## Given exercise:
Copy out everything from the row containing "of the <item>horse" down to the end of the rows, requests included, and shift the outlines by adding 59 to every coordinate in the answers.

[Recorded data]
— Start —

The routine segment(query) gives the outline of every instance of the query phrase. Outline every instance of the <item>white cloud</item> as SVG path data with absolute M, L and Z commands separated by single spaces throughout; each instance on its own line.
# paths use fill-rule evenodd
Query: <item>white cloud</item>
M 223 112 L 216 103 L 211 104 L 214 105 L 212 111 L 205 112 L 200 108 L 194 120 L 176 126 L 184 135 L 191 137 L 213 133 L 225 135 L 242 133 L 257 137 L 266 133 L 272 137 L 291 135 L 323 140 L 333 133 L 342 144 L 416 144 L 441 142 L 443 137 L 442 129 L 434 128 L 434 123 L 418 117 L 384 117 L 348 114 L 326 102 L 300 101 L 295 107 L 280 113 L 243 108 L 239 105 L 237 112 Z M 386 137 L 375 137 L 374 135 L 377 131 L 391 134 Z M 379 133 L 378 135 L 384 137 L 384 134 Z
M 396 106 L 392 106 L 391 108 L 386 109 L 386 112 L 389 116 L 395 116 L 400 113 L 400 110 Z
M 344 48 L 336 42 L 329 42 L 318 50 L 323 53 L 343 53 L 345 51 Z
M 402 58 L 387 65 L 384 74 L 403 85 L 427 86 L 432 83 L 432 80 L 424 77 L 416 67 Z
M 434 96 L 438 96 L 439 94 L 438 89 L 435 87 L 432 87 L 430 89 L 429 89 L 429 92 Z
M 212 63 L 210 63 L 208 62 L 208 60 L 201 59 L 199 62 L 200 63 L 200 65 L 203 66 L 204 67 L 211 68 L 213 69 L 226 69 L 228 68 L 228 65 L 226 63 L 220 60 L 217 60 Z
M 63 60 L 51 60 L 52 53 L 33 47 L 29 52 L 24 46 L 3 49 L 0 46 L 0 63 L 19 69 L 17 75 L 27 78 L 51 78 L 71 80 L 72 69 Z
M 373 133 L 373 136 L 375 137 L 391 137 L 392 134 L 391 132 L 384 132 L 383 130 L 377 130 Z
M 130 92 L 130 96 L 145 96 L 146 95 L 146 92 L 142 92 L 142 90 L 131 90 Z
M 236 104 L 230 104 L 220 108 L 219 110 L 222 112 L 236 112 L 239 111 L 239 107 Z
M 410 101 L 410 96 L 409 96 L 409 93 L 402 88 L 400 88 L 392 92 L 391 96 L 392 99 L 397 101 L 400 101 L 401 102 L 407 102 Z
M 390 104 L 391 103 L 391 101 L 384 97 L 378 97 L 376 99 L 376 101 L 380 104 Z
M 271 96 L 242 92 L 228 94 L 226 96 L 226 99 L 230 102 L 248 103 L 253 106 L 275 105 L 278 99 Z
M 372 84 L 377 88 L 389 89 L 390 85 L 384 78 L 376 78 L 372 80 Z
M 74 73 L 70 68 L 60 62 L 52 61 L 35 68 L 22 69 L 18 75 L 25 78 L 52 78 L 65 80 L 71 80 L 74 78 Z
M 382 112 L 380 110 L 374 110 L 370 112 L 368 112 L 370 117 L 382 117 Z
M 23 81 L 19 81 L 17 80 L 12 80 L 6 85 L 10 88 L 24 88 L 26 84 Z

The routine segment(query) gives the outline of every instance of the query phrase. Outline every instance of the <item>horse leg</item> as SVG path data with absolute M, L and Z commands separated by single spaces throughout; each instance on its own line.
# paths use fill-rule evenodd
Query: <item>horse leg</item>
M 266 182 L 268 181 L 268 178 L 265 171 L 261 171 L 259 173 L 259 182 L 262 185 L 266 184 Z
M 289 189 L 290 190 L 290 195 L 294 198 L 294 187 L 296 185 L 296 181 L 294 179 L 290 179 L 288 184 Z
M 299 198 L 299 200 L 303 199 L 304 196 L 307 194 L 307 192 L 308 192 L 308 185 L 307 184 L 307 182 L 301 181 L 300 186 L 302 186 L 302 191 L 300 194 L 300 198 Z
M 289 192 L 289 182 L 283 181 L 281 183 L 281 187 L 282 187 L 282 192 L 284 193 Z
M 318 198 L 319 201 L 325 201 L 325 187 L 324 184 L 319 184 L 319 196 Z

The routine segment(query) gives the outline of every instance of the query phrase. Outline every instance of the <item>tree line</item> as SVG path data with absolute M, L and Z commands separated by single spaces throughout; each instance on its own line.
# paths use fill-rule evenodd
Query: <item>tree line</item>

— End —

## Response to this task:
The routine segment(query) gives the outline of every instance of the query phrase. Outline every instance of the <item>horse leg</item> as SVG path data with absolute M, L and Z commands separated by single spaces throughout; each instance on its own line.
# paths use fill-rule evenodd
Query: <item>horse leg</item>
M 325 241 L 327 240 L 327 237 L 324 230 L 320 230 L 318 232 L 318 241 L 321 244 L 325 243 Z
M 348 248 L 349 249 L 349 254 L 353 257 L 353 246 L 355 244 L 355 240 L 353 238 L 349 238 L 347 243 Z
M 358 257 L 358 259 L 362 258 L 363 255 L 366 253 L 366 251 L 367 251 L 367 244 L 366 243 L 366 241 L 360 240 L 359 245 L 361 245 L 361 250 L 359 253 L 359 257 Z
M 348 251 L 348 241 L 342 240 L 340 242 L 340 246 L 341 246 L 341 251 L 343 252 Z
M 377 257 L 378 260 L 384 260 L 384 246 L 383 243 L 378 243 L 378 255 Z

The routine segment(query) gives the outline of every instance of the query phrase. Outline every instance of the <item>tree line</item> as SVG path data with absolute M, L and Z commands separated by single spaces throughout; each instance on its own line.
# paths use fill-rule evenodd
Query: <item>tree line</item>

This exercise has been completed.